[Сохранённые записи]
━━━━━━
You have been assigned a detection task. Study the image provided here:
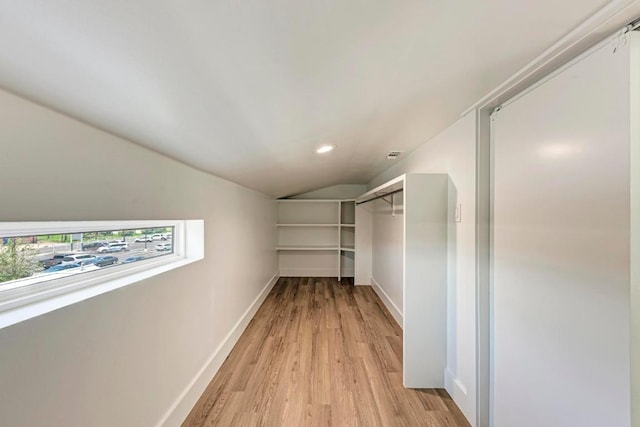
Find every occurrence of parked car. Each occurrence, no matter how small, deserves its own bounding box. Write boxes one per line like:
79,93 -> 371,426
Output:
40,254 -> 73,270
91,255 -> 118,267
97,242 -> 129,254
45,263 -> 82,273
60,254 -> 96,265
122,256 -> 144,264
82,242 -> 107,251
156,243 -> 171,251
━━━━━━
Перепишите все пункты, заменив "parked car" на "parked vehicle" и не меняя остальной текст. Изображения в ответ не включайте.

You have been assigned a detection task. Study the image provided here:
Find every occurrence of parked vehicle. Each occurrence, no matter how small, deserves its own bounding box. Write boxes one per line like:
79,93 -> 371,426
Output:
40,254 -> 73,270
91,255 -> 118,267
97,242 -> 129,254
45,263 -> 82,273
60,254 -> 96,265
122,256 -> 144,264
82,242 -> 107,251
156,243 -> 171,251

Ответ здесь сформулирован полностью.